[Data shown]
-- begin --
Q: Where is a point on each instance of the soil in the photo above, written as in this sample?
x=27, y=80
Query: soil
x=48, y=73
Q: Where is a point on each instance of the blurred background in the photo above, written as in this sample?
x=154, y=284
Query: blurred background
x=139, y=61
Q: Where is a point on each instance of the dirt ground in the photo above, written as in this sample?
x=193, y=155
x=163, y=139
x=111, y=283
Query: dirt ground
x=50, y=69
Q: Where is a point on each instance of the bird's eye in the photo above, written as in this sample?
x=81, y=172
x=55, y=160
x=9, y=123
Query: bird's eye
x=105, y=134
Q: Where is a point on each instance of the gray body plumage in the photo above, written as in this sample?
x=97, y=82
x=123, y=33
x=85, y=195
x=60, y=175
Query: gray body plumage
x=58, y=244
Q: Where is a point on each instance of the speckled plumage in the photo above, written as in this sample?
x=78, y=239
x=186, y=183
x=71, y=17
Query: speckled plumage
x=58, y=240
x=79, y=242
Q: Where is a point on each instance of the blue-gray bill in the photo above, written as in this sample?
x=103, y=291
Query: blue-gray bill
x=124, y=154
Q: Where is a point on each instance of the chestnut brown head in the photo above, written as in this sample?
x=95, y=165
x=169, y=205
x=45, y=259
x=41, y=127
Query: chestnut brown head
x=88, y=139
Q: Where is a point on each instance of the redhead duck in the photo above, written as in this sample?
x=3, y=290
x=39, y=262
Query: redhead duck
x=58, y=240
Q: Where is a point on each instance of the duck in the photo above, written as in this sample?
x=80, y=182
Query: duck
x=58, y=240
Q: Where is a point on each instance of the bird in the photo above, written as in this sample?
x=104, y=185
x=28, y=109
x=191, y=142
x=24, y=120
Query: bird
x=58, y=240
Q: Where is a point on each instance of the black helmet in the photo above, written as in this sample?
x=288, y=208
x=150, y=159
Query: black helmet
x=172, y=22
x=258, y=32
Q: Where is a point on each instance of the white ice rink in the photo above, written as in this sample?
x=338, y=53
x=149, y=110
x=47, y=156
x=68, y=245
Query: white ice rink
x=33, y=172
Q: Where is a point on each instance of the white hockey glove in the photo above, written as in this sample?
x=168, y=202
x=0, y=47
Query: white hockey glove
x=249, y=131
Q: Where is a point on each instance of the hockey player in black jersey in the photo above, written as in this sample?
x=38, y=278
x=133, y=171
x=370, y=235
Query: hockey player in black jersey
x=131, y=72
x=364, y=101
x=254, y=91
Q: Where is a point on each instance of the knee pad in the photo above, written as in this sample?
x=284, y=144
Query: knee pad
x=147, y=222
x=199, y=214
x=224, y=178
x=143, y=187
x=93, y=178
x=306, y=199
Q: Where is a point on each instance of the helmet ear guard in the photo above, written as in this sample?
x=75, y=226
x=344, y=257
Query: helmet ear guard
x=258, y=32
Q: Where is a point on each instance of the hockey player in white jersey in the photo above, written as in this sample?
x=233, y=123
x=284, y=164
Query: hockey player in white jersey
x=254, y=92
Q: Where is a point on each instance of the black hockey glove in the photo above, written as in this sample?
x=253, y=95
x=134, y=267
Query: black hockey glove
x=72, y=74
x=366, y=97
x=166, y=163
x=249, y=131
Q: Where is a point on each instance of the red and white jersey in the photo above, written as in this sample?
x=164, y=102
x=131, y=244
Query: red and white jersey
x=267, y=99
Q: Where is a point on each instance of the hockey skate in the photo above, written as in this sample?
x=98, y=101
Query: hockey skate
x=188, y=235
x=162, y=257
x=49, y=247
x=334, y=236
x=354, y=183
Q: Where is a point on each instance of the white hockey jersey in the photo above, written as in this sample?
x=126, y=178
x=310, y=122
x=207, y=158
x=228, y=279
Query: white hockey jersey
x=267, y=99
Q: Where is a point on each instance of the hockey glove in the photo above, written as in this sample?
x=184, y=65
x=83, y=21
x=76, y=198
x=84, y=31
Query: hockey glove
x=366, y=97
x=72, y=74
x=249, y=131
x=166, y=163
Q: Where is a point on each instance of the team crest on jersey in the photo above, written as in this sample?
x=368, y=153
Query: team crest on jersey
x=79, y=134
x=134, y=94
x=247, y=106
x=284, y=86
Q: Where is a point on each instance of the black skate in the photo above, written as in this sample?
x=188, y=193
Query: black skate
-- end --
[Exercise instructions] Print all the data exactly.

[Answer to this task]
Q: Where is a point on each instance of the soil in the photo above, written as in this sample?
x=27, y=80
Query: soil
x=48, y=73
Q: Where is a point on each instance of the blurred background in the photo above, written as in this sample?
x=154, y=284
Query: blurred background
x=139, y=61
Q: Where is a point on each instance of the dirt ground in the photo above, written as in this sample?
x=193, y=155
x=163, y=139
x=111, y=283
Query: dirt ground
x=50, y=69
Q: Where is a point on each instance of the bird's eye in the photo above, written as in this sample?
x=81, y=172
x=55, y=160
x=9, y=123
Query: bird's eye
x=105, y=134
Q: Where is a point on each instance of the gray body plumage in the photo above, written as in this sample?
x=97, y=82
x=123, y=33
x=85, y=195
x=60, y=175
Query: gray body plumage
x=58, y=244
Q: Where is a point on each instance of the speckled plumage in the photo above, written as in this sample?
x=78, y=239
x=186, y=183
x=71, y=17
Query: speckled plumage
x=58, y=240
x=79, y=242
Q: Where is a point on each instance of the blue-gray bill in the photo above, written as in this sample?
x=103, y=291
Query: blue-gray bill
x=124, y=154
Q: Where is a point on each instance of the chestnut brown head in the photo above, written as in this sample?
x=95, y=165
x=169, y=205
x=45, y=259
x=41, y=127
Query: chestnut brown head
x=88, y=139
Q: Where is a point on each instance of the redhead duck in the photo above, written as in this sample?
x=3, y=290
x=39, y=262
Query: redhead duck
x=58, y=240
Q: Where is a point on each instance of the duck in the photo above, written as in this sample?
x=80, y=182
Query: duck
x=58, y=240
Q: Where is a point on each instance of the bird in the photo above, written as in this sample?
x=104, y=185
x=28, y=109
x=191, y=142
x=24, y=120
Query: bird
x=58, y=240
Q: Where is a point on each instance of the black helmet in the photo above, written as in this sample?
x=288, y=208
x=150, y=159
Query: black helmet
x=172, y=22
x=258, y=32
Q: Where is a point on each instance of the white ice rink in the photo above, written as in this sample?
x=338, y=53
x=149, y=110
x=47, y=156
x=68, y=245
Query: white ice rink
x=33, y=172
Q: Where is a point on each instance of the white hockey glove in the photo above, written as in this sample?
x=168, y=202
x=0, y=47
Query: white hockey glove
x=249, y=131
Q: Where is a point on each instance of the hockey player in black jersey in the photo above, written as in this sample?
x=38, y=278
x=133, y=171
x=370, y=235
Query: hockey player in black jersey
x=131, y=72
x=364, y=101
x=254, y=91
Q: Where is a point on each instance of the knee pad in the photo above, written as in this sample?
x=284, y=144
Query: knee pad
x=147, y=222
x=199, y=214
x=224, y=178
x=143, y=187
x=93, y=178
x=306, y=199
Q: Where is a point on each instance of the helmet ear guard in the photo above, written as in this sample?
x=75, y=226
x=344, y=257
Query: helmet ear guard
x=258, y=32
Q: Where is a point on each instance of the hockey player in white jersey in the photo above, written as in this sample?
x=233, y=123
x=284, y=164
Query: hockey player in white jersey
x=254, y=92
Q: Where is a point on each instance of the black hockey glove in the photo above, written as in this sample?
x=253, y=95
x=134, y=267
Query: black hockey glove
x=72, y=74
x=366, y=97
x=166, y=163
x=249, y=131
Q: Where is a point on each instance of the red and white jersey in the photo above, written as in this sample?
x=164, y=102
x=131, y=244
Query: red and white jersey
x=267, y=99
Q: Where is a point on each instance of the hockey skate in the photo above, written as in this sample?
x=98, y=101
Query: hockey skate
x=188, y=235
x=162, y=257
x=49, y=247
x=334, y=236
x=354, y=183
Q: Where is a point on each instance of the white hockey jersey in the photo above, written as in this sample?
x=126, y=178
x=310, y=122
x=207, y=158
x=228, y=279
Query: white hockey jersey
x=267, y=99
Q: Where is a point on each instance of the hockey glove in the photo above, written as in this sample?
x=184, y=65
x=83, y=21
x=76, y=198
x=84, y=31
Query: hockey glove
x=366, y=97
x=72, y=74
x=249, y=131
x=166, y=163
Q: Where is a point on each instance of the team crest on jersey in the photo above, written as in this sample?
x=368, y=153
Query: team crest on jersey
x=79, y=134
x=134, y=94
x=247, y=106
x=284, y=86
Q: Where is a point on each instance of the black skate in the photo above, written as in this sample?
x=188, y=193
Query: black skate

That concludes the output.